INSTRUCTIONS:
**1)** From the article below about Norman Mapeza joining Chippa United, list every coach whose time at the club is given in days, along with that number of days.
**2)** Return word for word the stretch of the Mapeza article below from "Mapeza joins world’s" up to and including "in 247 days.".

SOURCE EXCERPT:
---+---
Mapeza joins world’s most chaotic club

NORMAN Mapeza’s management team say their client’s interests have been safeguarded after the trailblazing gaffer took a huge gamble and plunged into the lion’s den, joining the world’s most turbulent football club.

The 47-year-old coach agreed to a three-year deal to coach South African Premiership side Chippa United, arguably the most chaotic football club in the world in terms of chopping and changing coaches, with more than 20 coaches having come and gone in the past six years.

The last coach in charge lasted just TWO games.

The longest-serving coach, Dan Maselela, was at the club for 402 days in which he took charge of 39 matches while Clinton Larsen, who was sacked this season, is the second longest-serving coach at the team after guiding them to 22 matches in 247 days.

Some of those who have been axed include Manqoba Mnqithi, Julius Dube, Roger Sikhakhane, who spent just 160 days, in which he took charge of 12 games.

The others are Wilfred Mugeyi, Farouk Adams, Ian Palmer, Vladmir Heric, Kosta Papic, Ernest Middendorp and Teboho Moloi. Middendorp is now in charge of Kaizer Chiefs.

Moloi lasted 170 days, taking charge of just 23 games, while the nomadic Mark Harrison, who has coached CAPS United and Harare City in the domestic Premiership, was only at Chippa United for 178 days and in charge of just 14 matches.

Joel Masutha lasted slightly over one month, 39 days to be precise, and guided the team for five games before the inevitable axe fell on him while Eric Tinkler stayed a bit longer, 102 days, and 10 matches in charge of the side.

Mapeza’s manager, Gibson Mahachi, told The Herald yesterday they had taken into consideration issues related to the huge turnover of coaches at Chippa United and came up with clauses, in the contract, that will guarantee the interests of the former FC Platinum gaffer.

“It’s one of the major things that we discussed and there were some clauses in the contract that we were not comfortable with because we felt that they would leave the coach exposed,’’ said Mahachi.

“We discussed those issues, including a clause where they had said they wanted to review the performance of the coach after three games, and we said that wasn’t feasible since the coach is coming into a side that already has players which he didn’t recruit and will need more time to understand the system and make decisions.

“They agreed to waive that and we also got some guarantees that protect the coach and, at the end of the day, we struck some agreement.
---+---
SUPPLIED INFORMATION:

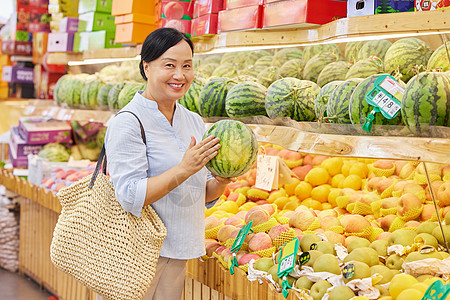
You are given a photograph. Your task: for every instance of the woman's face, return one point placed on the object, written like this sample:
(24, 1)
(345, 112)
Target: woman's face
(170, 76)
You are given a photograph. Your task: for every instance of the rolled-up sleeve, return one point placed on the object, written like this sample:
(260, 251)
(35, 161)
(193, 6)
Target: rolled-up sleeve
(127, 162)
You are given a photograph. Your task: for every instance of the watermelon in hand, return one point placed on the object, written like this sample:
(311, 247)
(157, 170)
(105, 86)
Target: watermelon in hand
(238, 150)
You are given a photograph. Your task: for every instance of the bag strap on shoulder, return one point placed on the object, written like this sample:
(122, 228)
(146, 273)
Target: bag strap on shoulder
(102, 161)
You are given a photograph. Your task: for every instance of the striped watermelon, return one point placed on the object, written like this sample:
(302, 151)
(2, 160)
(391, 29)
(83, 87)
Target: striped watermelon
(292, 68)
(404, 54)
(291, 97)
(365, 67)
(440, 59)
(246, 99)
(320, 104)
(337, 106)
(332, 72)
(212, 97)
(352, 50)
(426, 102)
(268, 76)
(113, 96)
(376, 48)
(238, 151)
(359, 109)
(190, 99)
(316, 64)
(102, 96)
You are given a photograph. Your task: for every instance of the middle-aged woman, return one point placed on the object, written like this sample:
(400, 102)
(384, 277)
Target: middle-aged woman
(168, 173)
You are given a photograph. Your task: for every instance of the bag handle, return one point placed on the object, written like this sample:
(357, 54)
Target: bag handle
(102, 156)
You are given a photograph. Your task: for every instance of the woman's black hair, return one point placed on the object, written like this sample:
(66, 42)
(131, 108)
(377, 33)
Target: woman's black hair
(158, 42)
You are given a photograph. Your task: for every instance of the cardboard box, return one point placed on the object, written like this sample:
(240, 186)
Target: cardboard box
(357, 8)
(72, 25)
(424, 5)
(60, 42)
(85, 6)
(39, 131)
(96, 21)
(248, 17)
(206, 7)
(206, 24)
(17, 74)
(303, 11)
(124, 7)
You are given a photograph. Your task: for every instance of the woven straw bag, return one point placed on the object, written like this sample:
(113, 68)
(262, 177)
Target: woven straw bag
(107, 249)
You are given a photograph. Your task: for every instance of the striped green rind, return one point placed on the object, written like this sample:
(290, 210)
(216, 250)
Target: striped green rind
(292, 68)
(404, 54)
(440, 59)
(113, 96)
(291, 97)
(212, 97)
(268, 76)
(364, 68)
(320, 104)
(332, 72)
(238, 151)
(246, 99)
(359, 108)
(376, 48)
(426, 102)
(352, 50)
(338, 103)
(316, 64)
(102, 96)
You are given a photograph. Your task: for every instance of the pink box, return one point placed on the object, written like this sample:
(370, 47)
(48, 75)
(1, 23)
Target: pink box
(206, 24)
(248, 17)
(39, 131)
(205, 7)
(303, 11)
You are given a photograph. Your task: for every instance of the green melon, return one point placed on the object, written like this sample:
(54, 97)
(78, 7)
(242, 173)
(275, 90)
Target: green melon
(212, 97)
(320, 104)
(238, 151)
(359, 108)
(246, 99)
(332, 72)
(376, 48)
(292, 68)
(404, 55)
(440, 59)
(291, 97)
(365, 67)
(338, 103)
(426, 102)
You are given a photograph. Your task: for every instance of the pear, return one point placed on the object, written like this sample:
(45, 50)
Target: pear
(394, 262)
(403, 237)
(383, 271)
(341, 292)
(319, 289)
(428, 239)
(380, 246)
(362, 270)
(426, 227)
(366, 255)
(327, 263)
(303, 283)
(326, 247)
(264, 264)
(307, 240)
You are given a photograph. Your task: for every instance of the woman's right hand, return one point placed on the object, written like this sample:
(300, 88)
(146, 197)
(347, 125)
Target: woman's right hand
(197, 155)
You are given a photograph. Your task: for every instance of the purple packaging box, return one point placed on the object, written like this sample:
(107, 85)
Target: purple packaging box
(21, 148)
(40, 131)
(17, 74)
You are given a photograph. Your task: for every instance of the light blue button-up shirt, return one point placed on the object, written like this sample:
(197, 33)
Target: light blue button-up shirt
(131, 162)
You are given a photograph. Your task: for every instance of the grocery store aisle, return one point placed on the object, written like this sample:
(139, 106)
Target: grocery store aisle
(17, 287)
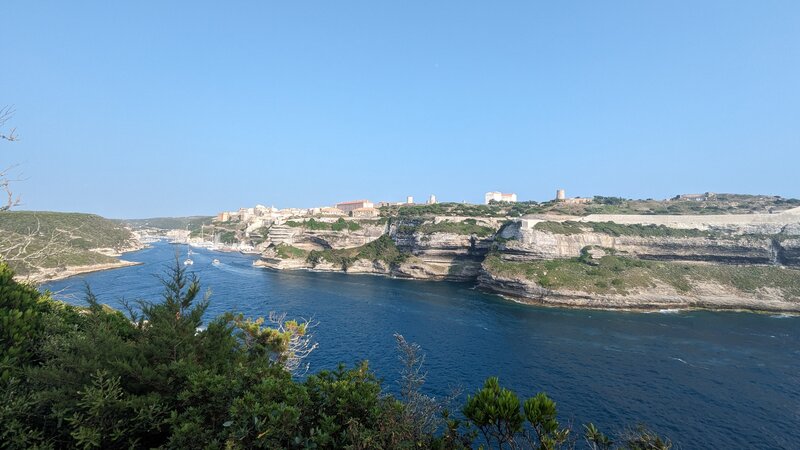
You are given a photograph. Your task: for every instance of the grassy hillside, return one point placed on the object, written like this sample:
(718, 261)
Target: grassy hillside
(616, 229)
(716, 204)
(35, 239)
(619, 275)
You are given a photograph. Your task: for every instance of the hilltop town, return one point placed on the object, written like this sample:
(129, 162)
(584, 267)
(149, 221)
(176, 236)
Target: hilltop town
(693, 250)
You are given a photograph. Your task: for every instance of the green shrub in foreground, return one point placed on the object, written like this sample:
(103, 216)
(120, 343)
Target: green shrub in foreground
(95, 378)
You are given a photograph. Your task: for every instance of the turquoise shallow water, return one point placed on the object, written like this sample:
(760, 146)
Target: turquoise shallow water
(706, 379)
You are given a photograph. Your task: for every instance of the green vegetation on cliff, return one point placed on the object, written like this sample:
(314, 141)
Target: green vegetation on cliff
(381, 249)
(616, 229)
(339, 225)
(713, 204)
(467, 227)
(33, 239)
(620, 275)
(286, 251)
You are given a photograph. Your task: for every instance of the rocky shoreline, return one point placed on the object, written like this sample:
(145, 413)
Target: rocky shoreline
(45, 275)
(710, 296)
(663, 266)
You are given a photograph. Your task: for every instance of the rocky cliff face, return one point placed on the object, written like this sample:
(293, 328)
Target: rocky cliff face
(439, 255)
(323, 239)
(527, 243)
(450, 253)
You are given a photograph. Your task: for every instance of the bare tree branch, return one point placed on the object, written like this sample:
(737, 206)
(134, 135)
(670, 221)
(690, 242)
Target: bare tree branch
(300, 344)
(6, 113)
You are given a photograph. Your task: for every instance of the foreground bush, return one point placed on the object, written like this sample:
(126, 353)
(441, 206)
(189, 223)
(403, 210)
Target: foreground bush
(94, 378)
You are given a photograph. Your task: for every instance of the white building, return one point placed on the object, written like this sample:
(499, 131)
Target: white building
(500, 197)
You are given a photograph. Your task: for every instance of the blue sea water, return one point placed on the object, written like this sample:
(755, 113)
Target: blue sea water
(705, 379)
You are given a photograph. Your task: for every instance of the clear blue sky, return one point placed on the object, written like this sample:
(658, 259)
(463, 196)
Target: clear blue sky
(151, 108)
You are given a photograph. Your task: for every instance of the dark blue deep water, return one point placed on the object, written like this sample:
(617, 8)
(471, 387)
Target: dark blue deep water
(706, 379)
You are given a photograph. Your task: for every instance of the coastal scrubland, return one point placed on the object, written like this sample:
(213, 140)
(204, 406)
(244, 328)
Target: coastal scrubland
(613, 274)
(715, 204)
(31, 241)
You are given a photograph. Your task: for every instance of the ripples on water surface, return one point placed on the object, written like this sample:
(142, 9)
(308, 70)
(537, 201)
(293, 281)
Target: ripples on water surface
(706, 379)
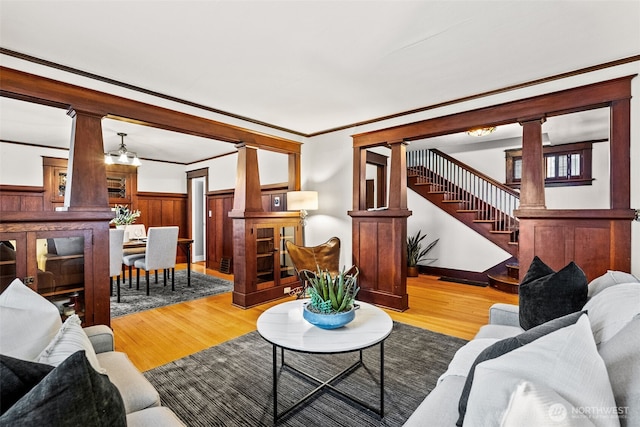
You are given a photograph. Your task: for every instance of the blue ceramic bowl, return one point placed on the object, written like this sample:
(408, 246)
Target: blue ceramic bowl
(328, 321)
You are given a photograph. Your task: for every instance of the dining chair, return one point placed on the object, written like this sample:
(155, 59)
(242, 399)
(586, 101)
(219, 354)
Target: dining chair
(160, 254)
(116, 237)
(134, 231)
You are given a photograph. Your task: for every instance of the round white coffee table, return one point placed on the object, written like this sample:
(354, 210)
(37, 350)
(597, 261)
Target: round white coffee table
(283, 326)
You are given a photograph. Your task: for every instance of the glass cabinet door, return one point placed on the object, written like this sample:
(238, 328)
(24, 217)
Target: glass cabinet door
(12, 264)
(287, 269)
(60, 276)
(265, 249)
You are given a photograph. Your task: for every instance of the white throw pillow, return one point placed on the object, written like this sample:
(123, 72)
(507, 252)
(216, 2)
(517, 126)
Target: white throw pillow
(537, 405)
(610, 278)
(612, 309)
(69, 339)
(28, 322)
(565, 361)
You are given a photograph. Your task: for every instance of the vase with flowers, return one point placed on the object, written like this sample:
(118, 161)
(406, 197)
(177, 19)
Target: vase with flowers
(124, 216)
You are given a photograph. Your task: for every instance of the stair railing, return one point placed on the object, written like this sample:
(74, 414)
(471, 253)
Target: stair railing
(476, 191)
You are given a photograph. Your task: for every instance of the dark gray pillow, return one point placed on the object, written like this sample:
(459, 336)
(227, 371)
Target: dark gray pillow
(545, 295)
(72, 394)
(17, 378)
(506, 345)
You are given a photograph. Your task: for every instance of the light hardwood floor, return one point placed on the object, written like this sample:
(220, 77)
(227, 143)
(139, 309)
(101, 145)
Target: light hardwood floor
(155, 337)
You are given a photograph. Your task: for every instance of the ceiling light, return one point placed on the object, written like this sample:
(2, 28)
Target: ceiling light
(122, 155)
(483, 131)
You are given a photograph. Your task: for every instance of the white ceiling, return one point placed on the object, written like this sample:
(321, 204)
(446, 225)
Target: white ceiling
(307, 66)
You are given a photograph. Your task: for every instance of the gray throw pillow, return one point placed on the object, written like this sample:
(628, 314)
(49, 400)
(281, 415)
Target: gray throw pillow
(17, 378)
(72, 394)
(545, 294)
(508, 344)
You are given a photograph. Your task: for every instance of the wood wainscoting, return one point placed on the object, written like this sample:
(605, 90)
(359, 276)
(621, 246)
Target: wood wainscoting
(162, 210)
(21, 198)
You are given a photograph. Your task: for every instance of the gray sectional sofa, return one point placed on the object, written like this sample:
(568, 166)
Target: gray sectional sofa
(582, 369)
(141, 400)
(55, 373)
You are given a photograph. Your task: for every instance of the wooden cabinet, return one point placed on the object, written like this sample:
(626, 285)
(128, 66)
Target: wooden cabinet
(121, 182)
(262, 266)
(57, 255)
(273, 263)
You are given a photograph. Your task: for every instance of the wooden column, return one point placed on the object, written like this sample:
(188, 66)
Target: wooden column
(398, 177)
(380, 237)
(532, 182)
(86, 174)
(294, 172)
(619, 157)
(247, 197)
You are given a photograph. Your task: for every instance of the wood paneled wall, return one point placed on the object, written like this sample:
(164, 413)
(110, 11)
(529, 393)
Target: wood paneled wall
(220, 226)
(19, 198)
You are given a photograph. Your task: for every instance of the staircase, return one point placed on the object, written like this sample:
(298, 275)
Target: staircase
(478, 201)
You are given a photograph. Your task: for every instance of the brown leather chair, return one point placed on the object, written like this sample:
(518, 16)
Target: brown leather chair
(311, 258)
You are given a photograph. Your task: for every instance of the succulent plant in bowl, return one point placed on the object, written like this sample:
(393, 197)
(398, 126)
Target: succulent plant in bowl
(332, 298)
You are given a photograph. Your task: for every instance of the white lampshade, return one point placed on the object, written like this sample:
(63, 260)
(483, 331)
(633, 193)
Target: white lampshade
(302, 200)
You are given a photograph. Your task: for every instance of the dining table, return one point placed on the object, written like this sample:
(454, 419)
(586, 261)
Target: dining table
(183, 243)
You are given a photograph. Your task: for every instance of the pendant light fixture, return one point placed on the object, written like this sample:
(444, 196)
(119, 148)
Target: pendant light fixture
(122, 156)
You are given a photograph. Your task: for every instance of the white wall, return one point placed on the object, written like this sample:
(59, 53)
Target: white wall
(327, 164)
(273, 168)
(160, 177)
(327, 168)
(22, 164)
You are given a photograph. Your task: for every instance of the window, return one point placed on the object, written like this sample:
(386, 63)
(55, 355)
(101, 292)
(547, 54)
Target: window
(568, 164)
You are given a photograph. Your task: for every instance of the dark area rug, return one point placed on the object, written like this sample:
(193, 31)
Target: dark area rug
(133, 301)
(231, 384)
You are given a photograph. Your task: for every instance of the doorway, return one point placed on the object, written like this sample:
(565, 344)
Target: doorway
(198, 218)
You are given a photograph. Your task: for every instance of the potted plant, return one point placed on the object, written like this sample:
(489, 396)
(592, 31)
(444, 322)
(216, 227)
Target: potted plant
---+---
CORRECT ANSWERS:
**1)**
- Dan Maselela: 402 days
- Clinton Larsen: 247 days
- Roger Sikhakhane: 160 days
- Teboho Moloi: 170 days
- Mark Harrison: 178 days
- Joel Masutha: 39 days
- Eric Tinkler: 102 days

**2)**
Mapeza joins world’s most chaotic club

NORMAN Mapeza’s management team say their client’s interests have been safeguarded after the trailblazing gaffer took a huge gamble and plunged into the lion’s den, joining the world’s most turbulent football club.

The 47-year-old coach agreed to a three-year deal to coach South African Premiership side Chippa United, arguably the most chaotic football club in the world in terms of chopping and changing coaches, with more than 20 coaches having come and gone in the past six years.

The last coach in charge lasted just TWO games.

The longest-serving coach, Dan Maselela, was at the club for 402 days in which he took charge of 39 matches while Clinton Larsen, who was sacked this season, is the second longest-serving coach at the team after guiding them to 22 matches in 247 days.